> **USING THE INFORMATION**
A. Answer these questions using the passage on the LTTE offensives.
(i) In what month and year did the LTTE try to drive the army out of Elephant Pass?
(ii) Roughly how many dead did the 1993 attempt on Pooneryn leave?
(iii) Where did another segment obtain refugee status?
B. Transcribe word for word the stretch of the passage on the LTTE offensives from "The LTTE’s efforts" through "their former homeland.".

> **SELECTED EXTRACT**
==================================================

The LTTE’s efforts to drive the army out of Elephant Pass in July 1991 failed. The dead included over 500 young children, often 14 and above, thrown into the fray in desperation, at a time when the offensive began to falter. Its attempt to drive the army out of Pooneryn, in 1993, likewise succeeded only partially, leaving nearly 400 dead. All of this meant a huge cost being placed on the civilian population through bombing, shelling and displacement. As society and economic life disintegrated, young recruits, particularly children, were killed in large numbers. Another segment, which used the war prolonged by the incompatibility of LTTE politics and peace, to obtain refugee status in the West, underwent a change of psychology to materially support the LTTE’s brand of extremism to the detriment and agony of those in their former homeland.

==================================================

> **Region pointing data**
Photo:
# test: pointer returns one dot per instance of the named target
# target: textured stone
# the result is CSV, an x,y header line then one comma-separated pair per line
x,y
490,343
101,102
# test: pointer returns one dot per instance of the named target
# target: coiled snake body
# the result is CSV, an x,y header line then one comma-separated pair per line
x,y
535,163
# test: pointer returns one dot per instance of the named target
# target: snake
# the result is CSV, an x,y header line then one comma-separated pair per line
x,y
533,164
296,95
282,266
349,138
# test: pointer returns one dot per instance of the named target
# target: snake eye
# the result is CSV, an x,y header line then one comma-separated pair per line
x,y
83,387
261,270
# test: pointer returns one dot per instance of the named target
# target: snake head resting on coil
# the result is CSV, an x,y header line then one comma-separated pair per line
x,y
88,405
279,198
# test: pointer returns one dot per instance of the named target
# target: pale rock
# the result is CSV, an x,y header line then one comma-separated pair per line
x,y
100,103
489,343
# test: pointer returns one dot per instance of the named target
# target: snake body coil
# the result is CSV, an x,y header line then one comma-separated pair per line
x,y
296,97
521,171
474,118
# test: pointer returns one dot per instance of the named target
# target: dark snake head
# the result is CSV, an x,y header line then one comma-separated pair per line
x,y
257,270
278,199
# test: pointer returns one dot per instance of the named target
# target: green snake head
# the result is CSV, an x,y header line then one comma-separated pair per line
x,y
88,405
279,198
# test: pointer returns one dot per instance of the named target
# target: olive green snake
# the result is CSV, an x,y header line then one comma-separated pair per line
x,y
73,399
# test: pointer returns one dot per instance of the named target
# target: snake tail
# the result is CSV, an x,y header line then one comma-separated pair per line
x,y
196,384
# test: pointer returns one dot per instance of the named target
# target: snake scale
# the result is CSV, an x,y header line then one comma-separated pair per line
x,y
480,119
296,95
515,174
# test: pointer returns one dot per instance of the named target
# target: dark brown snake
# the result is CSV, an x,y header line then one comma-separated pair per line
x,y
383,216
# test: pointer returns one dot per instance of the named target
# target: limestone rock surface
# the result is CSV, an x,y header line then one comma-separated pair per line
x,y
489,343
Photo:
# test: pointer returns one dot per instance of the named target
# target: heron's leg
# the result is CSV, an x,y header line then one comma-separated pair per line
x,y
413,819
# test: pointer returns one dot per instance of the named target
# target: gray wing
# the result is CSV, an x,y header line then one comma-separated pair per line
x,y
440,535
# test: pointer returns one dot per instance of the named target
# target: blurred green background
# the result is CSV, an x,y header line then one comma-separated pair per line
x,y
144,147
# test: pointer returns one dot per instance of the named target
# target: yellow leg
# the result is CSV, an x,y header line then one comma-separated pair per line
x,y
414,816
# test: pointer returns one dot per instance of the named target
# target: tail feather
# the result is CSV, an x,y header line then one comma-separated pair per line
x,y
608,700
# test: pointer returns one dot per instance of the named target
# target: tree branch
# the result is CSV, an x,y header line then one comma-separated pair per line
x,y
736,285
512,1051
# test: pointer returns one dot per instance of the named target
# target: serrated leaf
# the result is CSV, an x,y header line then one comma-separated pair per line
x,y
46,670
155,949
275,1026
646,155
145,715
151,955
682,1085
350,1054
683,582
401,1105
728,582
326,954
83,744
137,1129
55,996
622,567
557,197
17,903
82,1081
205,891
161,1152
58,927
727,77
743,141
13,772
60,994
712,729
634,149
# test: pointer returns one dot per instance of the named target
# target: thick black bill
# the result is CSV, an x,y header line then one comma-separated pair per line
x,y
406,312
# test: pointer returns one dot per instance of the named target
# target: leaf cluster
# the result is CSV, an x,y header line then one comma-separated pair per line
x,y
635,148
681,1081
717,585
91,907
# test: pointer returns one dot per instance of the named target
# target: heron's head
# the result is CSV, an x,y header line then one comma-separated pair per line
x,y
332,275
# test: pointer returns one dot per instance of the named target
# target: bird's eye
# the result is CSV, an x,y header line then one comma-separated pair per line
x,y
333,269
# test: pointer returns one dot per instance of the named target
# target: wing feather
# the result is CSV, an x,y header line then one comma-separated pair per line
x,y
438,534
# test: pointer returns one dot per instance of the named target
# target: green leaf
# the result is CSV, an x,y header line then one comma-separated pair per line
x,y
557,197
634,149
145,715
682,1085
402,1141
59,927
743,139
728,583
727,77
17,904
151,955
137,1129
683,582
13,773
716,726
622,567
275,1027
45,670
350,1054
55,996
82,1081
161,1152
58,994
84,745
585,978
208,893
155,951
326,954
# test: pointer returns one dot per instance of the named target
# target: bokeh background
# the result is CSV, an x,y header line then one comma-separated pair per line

==================================================

> **EXERCISE ANSWERS**
A.
(i) July 1991
(ii) Nearly 400
(iii) In the West

B.
The LTTE’s efforts to drive the army out of Elephant Pass in July 1991 failed. The dead included over 500 young children, often 14 and above, thrown into the fray in desperation, at a time when the offensive began to falter. Its attempt to drive the army out of Pooneryn, in 1993, likewise succeeded only partially, leaving nearly 400 dead. All of this meant a huge cost being placed on the civilian population through bombing, shelling and displacement. As society and economic life disintegrated, young recruits, particularly children, were killed in large numbers. Another segment, which used the war prolonged by the incompatibility of LTTE politics and peace, to obtain refugee status in the West, underwent a change of psychology to materially support the LTTE’s brand of extremism to the detriment and agony of those in their former homeland.